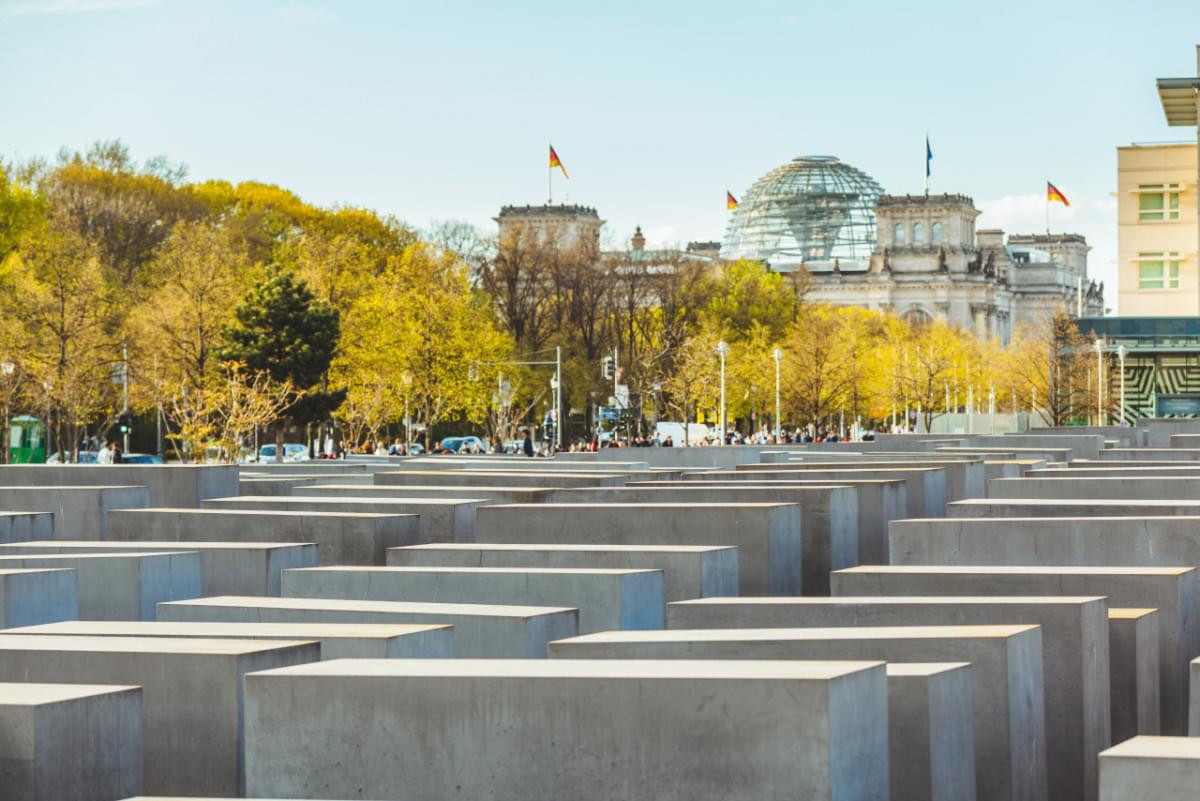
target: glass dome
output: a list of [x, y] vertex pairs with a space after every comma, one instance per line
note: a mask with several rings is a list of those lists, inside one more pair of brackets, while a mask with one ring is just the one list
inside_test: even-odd
[[776, 269], [865, 265], [875, 247], [883, 187], [833, 156], [803, 156], [759, 178], [733, 211], [721, 257]]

=====

From the first line to the last, repeat the entries exactly and leave out the pictures.

target: glass dome
output: a list of [x, y] vertex pairs with a space after every comma, one instance per line
note: a mask with several rings is a list of those lists, inside one more pair of brackets, while a mask with one ring is just the one list
inside_test: even-odd
[[776, 269], [865, 265], [875, 247], [883, 187], [833, 156], [803, 156], [759, 178], [733, 211], [721, 257]]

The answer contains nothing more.